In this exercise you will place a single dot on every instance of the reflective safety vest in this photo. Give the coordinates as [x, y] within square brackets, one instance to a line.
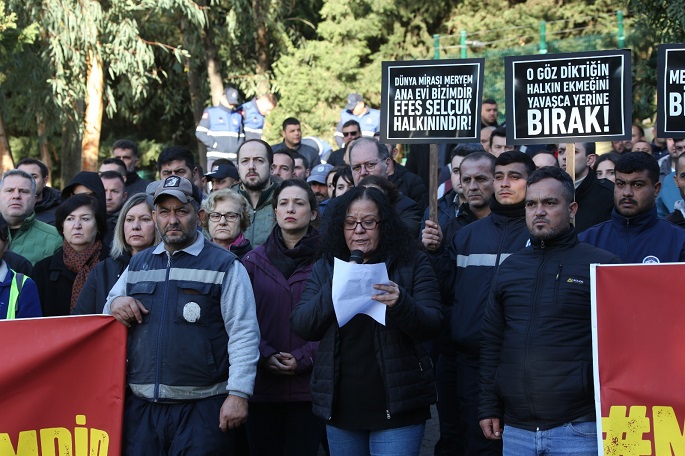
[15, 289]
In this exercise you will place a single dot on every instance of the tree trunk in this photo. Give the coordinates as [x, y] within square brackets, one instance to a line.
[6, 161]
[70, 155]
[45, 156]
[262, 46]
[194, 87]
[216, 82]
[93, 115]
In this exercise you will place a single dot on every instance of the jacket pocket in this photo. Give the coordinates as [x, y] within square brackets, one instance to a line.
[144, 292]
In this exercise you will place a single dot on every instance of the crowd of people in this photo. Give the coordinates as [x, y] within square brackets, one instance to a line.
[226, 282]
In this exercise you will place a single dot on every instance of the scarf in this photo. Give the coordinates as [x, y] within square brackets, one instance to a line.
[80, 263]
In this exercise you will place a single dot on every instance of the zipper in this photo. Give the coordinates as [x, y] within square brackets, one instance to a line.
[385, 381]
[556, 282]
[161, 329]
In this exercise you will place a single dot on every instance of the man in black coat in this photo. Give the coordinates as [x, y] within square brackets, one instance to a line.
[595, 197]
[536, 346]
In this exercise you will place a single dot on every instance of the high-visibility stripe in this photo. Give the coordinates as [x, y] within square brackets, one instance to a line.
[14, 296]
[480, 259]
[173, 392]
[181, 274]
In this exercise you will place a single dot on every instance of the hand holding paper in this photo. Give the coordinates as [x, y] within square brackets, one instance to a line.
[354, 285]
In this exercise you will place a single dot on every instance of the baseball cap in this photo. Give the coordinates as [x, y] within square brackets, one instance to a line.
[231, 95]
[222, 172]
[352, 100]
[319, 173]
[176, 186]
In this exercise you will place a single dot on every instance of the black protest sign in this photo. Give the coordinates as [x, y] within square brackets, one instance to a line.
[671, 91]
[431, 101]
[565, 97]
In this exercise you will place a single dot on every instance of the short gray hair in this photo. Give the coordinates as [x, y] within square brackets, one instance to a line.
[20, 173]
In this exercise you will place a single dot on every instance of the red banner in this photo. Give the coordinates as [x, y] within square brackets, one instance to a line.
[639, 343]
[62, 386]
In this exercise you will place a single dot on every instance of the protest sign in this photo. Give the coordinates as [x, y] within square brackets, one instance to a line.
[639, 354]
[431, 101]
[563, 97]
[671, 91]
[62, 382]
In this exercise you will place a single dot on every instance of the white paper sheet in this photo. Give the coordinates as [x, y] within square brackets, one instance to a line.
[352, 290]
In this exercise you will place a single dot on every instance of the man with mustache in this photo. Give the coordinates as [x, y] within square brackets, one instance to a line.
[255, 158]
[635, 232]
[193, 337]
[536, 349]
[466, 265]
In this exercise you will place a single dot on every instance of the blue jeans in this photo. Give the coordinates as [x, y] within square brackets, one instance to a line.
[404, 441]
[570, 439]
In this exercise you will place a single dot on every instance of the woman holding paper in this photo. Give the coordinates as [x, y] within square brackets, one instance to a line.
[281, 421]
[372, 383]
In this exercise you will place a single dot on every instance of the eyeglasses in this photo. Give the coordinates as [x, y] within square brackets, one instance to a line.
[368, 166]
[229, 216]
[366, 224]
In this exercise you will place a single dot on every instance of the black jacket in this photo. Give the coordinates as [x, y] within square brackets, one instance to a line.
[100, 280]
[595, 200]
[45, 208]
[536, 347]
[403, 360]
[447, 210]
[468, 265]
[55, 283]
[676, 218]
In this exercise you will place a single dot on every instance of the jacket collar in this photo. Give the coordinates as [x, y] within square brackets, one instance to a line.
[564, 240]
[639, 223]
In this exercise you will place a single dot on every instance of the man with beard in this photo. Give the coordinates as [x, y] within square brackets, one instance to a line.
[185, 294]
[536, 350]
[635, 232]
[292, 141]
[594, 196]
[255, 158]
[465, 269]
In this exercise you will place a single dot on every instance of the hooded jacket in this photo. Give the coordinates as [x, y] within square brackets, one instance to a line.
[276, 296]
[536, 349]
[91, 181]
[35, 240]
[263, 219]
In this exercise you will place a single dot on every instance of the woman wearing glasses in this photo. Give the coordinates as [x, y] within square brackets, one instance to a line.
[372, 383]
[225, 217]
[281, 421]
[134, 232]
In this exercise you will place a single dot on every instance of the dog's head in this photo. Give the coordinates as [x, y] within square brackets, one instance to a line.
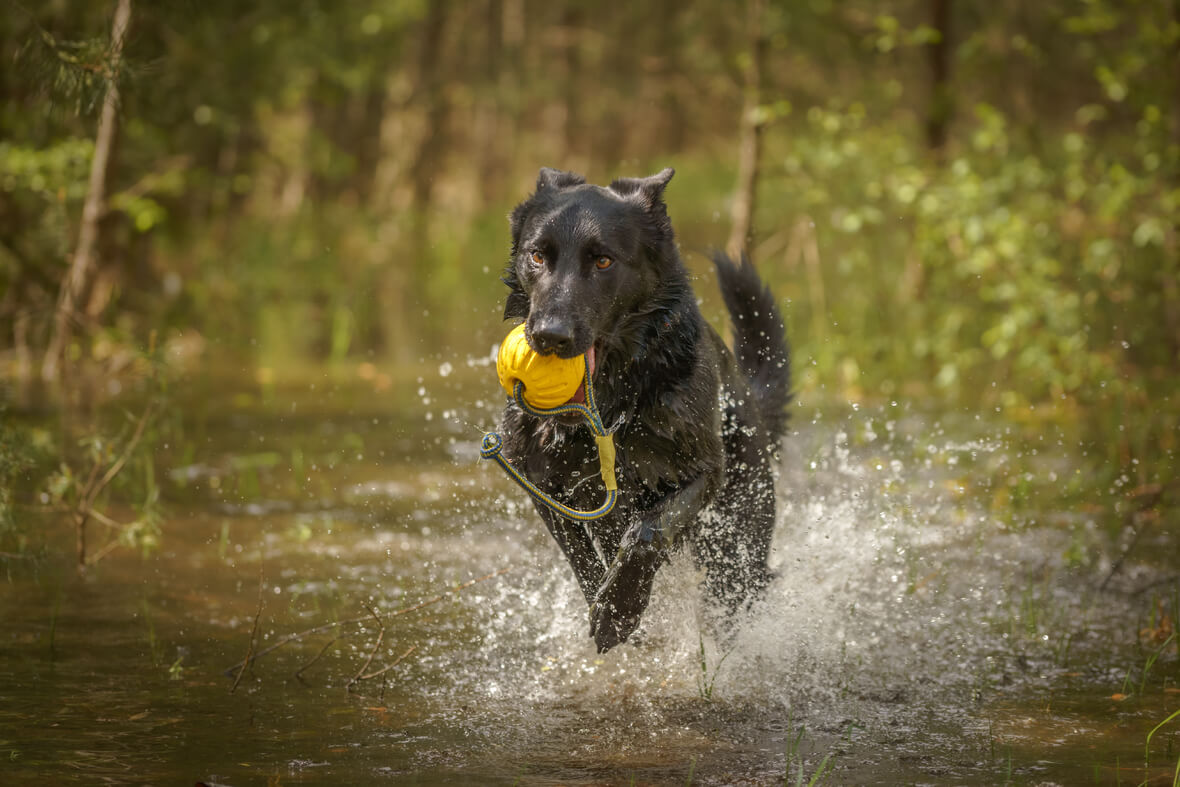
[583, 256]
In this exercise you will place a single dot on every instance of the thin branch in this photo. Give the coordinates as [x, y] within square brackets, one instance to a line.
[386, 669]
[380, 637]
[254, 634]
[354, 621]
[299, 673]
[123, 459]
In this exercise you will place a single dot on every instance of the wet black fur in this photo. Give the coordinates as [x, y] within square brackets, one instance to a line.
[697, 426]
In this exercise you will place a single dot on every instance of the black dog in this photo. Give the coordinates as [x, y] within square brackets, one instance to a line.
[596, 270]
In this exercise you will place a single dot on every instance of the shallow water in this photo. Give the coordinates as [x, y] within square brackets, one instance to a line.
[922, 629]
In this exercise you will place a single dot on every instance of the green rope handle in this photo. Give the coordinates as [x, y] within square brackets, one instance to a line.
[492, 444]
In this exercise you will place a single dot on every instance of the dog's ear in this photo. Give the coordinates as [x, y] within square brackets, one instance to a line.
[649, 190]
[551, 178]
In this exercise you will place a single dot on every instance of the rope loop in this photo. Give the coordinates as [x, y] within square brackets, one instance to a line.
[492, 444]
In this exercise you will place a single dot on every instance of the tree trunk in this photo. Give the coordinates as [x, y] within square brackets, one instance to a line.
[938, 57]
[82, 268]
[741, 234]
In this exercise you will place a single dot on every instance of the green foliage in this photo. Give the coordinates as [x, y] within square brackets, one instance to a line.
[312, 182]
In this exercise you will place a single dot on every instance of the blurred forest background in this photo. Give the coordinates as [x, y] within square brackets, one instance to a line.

▶ _TASK OBJECTIVE_
Please rescale the lines above, starting at the line that contains "of the rope" and running through the last line. Write out every one of those lines again, multiplying each x and y coordinate by 1.25 and rounding to whole numbers with halves rounded up, and copy the other lines unchanged.

▶ _TASK RESULT_
In this exercise you will place a single dot on every instance of the rope loop in this photo. Give the coordinates as [x, y] within square brackets, one instance to a line.
[615, 555]
In this exercise you will place a single dot on every instance of the tree trunk in this photo. Give the coordinates as [x, y] within square brackets, one instance to a line.
[1173, 71]
[103, 335]
[926, 293]
In this exercise you will place a single dot on every instance of the green foliage in this photo. Give the coordinates as [x, y] within square brackets, one instance to a line.
[390, 228]
In this exercise you will place a single dot on every instance of the blurred forest background in this photo. Give the coordinates as [x, y] within square brackets, one instance to a line.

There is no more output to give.